▸ **What you need to do**: From the History section of the Burns Times-Herald article below, list every newspaper title other than the Burns Times-Herald itself.

Burns Times-Herald
- A front page from 2015
- Type: Weekly newspaper
- Owner: NBG Media
- Founder(s): David Louis Grace, Nellie R. Grace
- Editor: Nolan Graham
- Founded: 1887
- Headquarters: 355 N Broadway Ave, Burns, OR
- City: Burns, Oregon
- Country: United States
- Circulation: 2,941
- Website: btimesherald.com

= Burns Times-Herald =

Weekly newspaper published in Burns, Oregon

The Burns Times-Herald is a weekly newspaper serving the city of Burns, Oregon, and the surrounding Harney County area. The paper's motto is "Covers Harney County like the Sagebrush".

Julian Byrd managed the paper for 40 years, and was considered instrumental in bringing the telephone, electricity, and movies to the rural city, as well as advocating for railroad lines. The newspaper changed ownership many times from 1930 to 2006, when the paper's journalists bought it, in the state's first staff buyout.

== History ==
About six newspapers were consolidated over several decades to result in the Burns Times-Herald. The first paper published in Burns, Oregon was the Harney Valley Item. Horace A. Dillard first published the Item in July 1885 as a four-page, six column patent-out paper printed by Washington hand press. After two years he sold it to J. M. Vaughn. It was later absorbed into what would become the Times-Herald.

The second paper started in Burns was the East Oregon Herald, founded by David Louis Grace and Nellie R. Grace in November 1887. A century later, the paper would outlive or consolidated with 34 papers to become the only title published in Harney County. Julian Byrd joined the Graces as an apprentice. At the time he was 15 and his brother Charles A. Byrd, 21, was already working for the Graces as a compositor. Julian Byrd became the printer's devil in December 1889, and his father W. C. Byrd bought the Herald around 1890. That same year Charles Byrd went on to buy the Item and published it for three years. Julian Byrd went on to buy the Harney Times and merged it with the Herald to form the Burns Times-Herald. He also later purchased and absorbed the Burns Tribune into his paper.

After her husband died, Nellie R. Grace started another newspaper called the Harney County News in January 1893. She sold the paper six years later. By 1926, the News was owned by Douglas Mullarky. In 1930, Julian Byrd merged his Burns Times-Herald with rival Douglas Mullarky's Burns News. The consolidated paper kept the Times-Herald name, with staff working out of the News' office. The Times-Herald became a daily newspaper in 1933, but reverted back to a weekly in 1939. The two men ran the paper together for decades until Mullarky was killed in 1957, the victim of a hit and run at age 59. His widow and Byrd, who has been bedfast at the hospital for years, sold the paper to a new cooperation formed by two local business owners. Byrd died about two years later.

Dwight and Ethel Hinshaw published the paper for about 15 years from 1960 until retiring in the mid-1970s. In 1976, the Burns Times-Herald was purchased by Western Communications. The paper was sold to out-of-state owners in November 2006, who then announced job cuts. In response, five employees, with a $35,000 grant from the Southeast Regional Alliance, formed a partnership called Survival Media and purchased the Times-Herald.

▸ **Records provided**:
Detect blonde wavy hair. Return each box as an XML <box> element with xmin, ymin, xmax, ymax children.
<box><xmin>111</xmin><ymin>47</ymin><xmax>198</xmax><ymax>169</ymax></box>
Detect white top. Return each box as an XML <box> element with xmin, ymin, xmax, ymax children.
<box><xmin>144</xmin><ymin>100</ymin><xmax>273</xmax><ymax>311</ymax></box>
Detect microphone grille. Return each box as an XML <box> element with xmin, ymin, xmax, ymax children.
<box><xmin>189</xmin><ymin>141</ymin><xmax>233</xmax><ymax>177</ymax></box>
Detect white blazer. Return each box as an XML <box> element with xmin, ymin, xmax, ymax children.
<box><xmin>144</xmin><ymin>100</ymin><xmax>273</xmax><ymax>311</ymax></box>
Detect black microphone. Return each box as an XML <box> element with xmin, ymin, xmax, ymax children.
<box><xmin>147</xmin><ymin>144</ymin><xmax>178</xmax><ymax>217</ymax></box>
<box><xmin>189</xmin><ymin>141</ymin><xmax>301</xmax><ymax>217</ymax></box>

▸ **Completed task**:
Harney Valley Item
East Oregon Herald
Harney Times
Burns Tribune
Harney County News
Burns News